#### [What to do]
The entries below contain a stretch that opens with the line containing "Target: dark-colored car" and closes with the line containing "Target: apartment building"; set down that stretch exactly, both ends included, and nothing else.

▼

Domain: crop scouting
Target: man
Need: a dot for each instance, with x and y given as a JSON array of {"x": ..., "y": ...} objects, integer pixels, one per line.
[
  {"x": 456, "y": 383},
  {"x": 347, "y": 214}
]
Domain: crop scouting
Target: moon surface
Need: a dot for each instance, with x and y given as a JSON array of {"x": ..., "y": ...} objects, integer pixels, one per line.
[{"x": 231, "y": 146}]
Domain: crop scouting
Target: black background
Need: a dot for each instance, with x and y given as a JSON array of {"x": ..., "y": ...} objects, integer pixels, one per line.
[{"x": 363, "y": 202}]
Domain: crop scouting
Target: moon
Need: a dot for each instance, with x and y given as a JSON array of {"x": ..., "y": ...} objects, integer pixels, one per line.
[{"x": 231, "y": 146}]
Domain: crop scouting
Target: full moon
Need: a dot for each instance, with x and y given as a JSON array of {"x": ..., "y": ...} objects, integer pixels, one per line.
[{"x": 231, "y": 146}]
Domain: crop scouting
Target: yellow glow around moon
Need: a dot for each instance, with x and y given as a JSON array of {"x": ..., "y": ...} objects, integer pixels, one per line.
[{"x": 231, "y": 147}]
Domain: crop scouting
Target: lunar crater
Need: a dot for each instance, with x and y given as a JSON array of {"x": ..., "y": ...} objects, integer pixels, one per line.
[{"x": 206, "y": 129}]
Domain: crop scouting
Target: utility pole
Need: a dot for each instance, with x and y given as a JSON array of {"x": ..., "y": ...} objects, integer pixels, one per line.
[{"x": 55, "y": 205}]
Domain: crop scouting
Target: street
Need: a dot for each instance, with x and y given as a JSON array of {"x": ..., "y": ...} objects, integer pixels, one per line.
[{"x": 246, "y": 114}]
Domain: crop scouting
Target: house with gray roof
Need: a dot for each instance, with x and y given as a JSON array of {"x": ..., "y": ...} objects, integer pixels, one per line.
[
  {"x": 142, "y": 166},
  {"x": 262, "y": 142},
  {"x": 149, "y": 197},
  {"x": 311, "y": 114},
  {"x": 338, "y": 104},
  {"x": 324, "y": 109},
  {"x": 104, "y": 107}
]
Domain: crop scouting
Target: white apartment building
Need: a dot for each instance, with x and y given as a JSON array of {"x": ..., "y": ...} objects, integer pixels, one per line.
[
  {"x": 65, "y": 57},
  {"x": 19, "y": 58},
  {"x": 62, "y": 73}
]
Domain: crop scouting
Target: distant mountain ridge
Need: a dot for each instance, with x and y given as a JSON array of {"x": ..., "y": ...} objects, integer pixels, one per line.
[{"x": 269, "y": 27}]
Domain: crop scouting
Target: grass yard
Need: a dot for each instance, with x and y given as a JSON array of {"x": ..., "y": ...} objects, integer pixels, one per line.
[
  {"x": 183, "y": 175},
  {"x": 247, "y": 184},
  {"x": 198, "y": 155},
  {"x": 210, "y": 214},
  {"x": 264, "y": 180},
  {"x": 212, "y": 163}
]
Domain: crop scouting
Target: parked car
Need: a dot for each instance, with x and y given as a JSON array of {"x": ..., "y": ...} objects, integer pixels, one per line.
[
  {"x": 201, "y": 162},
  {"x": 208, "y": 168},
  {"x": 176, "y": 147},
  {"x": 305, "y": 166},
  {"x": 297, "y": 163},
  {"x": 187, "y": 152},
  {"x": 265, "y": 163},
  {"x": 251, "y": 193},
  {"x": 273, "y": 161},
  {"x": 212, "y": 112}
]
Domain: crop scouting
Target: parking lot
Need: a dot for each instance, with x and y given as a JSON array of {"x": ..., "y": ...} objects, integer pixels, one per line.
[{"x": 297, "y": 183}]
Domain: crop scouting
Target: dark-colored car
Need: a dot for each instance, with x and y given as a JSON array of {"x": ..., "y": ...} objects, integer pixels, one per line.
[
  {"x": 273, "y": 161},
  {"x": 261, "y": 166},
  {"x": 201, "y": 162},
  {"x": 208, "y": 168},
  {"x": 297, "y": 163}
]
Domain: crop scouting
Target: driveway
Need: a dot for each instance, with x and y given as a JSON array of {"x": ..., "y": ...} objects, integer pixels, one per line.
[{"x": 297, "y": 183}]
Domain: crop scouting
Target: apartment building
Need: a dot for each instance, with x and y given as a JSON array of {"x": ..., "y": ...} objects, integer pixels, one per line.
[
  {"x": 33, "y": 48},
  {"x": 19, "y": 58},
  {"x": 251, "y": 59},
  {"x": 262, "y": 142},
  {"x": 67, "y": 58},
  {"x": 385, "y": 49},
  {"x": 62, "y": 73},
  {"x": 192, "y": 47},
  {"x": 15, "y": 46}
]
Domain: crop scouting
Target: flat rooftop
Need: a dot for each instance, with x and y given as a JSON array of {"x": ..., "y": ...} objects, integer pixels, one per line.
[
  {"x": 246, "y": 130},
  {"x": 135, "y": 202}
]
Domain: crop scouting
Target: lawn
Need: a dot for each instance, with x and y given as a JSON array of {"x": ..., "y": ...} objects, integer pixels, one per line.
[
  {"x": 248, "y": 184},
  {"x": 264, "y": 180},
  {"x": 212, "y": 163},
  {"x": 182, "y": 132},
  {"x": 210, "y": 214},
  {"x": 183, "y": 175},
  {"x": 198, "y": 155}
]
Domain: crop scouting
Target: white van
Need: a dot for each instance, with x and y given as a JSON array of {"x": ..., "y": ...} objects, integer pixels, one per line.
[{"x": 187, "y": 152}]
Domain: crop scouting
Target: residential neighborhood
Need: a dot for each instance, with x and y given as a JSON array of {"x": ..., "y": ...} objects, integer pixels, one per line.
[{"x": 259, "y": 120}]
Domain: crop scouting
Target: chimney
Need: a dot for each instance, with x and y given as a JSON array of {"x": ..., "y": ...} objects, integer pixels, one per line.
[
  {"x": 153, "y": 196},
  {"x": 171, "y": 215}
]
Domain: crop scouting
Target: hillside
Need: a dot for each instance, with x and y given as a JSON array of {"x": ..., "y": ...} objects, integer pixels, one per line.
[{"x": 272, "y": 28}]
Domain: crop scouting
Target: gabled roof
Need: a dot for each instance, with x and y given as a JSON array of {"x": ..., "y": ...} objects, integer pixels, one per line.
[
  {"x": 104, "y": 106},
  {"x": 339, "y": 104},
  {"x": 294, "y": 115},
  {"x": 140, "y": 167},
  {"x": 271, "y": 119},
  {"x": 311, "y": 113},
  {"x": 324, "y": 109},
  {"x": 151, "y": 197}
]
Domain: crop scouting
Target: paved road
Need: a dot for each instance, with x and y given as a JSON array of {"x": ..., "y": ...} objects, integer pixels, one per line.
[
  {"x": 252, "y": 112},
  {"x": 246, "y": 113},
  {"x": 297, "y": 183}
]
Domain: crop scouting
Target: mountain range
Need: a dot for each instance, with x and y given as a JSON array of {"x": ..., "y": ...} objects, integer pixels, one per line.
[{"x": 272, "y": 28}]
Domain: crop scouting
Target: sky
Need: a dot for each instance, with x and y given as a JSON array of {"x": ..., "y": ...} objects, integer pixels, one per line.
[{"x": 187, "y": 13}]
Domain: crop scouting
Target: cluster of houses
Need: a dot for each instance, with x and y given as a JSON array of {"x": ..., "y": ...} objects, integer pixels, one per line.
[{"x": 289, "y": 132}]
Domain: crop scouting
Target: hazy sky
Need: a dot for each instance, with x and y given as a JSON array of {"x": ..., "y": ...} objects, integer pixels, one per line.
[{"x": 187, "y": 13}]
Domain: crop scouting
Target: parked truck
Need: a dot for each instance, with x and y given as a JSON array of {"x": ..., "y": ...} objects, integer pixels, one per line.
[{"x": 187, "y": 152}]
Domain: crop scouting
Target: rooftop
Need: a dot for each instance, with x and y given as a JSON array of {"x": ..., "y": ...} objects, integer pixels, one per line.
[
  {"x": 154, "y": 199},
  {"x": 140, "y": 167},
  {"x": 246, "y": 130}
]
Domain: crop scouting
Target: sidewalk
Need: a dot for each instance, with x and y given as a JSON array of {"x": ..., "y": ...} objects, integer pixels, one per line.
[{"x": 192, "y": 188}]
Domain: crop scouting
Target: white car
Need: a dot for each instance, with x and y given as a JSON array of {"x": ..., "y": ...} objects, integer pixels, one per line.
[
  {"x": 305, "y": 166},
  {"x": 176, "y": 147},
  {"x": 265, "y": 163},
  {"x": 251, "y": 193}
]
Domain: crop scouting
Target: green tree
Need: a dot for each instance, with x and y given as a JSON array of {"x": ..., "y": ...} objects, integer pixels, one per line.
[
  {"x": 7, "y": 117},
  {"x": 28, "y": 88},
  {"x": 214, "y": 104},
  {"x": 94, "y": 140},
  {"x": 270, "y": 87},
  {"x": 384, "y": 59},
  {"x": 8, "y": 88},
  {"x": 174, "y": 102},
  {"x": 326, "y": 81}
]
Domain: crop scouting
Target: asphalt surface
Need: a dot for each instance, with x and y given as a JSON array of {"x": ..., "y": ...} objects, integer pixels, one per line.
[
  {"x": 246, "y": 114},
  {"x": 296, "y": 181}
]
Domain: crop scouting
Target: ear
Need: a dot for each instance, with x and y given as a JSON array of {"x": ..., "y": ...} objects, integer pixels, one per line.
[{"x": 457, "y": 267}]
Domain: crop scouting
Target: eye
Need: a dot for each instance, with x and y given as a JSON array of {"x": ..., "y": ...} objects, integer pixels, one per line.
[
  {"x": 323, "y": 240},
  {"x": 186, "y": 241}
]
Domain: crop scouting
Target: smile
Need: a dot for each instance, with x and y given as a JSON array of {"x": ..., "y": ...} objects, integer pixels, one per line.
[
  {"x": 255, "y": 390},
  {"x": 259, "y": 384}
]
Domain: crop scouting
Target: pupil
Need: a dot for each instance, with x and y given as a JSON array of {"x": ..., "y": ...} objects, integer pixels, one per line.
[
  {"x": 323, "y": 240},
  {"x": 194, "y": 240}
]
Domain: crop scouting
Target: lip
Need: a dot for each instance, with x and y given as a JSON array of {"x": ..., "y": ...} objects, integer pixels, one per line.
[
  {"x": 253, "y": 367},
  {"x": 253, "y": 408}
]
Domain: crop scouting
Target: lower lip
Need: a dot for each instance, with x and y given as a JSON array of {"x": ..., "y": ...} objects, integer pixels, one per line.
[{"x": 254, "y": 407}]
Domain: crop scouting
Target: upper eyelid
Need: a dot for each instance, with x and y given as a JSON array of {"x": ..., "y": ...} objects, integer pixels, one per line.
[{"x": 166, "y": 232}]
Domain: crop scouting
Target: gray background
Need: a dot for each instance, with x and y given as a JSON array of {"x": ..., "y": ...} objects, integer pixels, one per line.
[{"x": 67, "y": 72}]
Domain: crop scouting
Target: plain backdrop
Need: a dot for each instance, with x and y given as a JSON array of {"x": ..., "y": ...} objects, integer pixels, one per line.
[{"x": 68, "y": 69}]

▲

#### [Task output]
Target: dark-colored car
Need: a dot for each instance, with x and y given as a JSON array of {"x": ..., "y": ...} objects, integer pixels, one per line.
[
  {"x": 273, "y": 161},
  {"x": 261, "y": 166},
  {"x": 201, "y": 162},
  {"x": 208, "y": 168},
  {"x": 297, "y": 163}
]
Domain: crop scouting
Target: driveway
Need: a dot for each instance, with x and y given as a JSON array of {"x": ..., "y": ...} objects, integer pixels, one per line.
[{"x": 297, "y": 183}]
Domain: crop scouting
Target: apartment building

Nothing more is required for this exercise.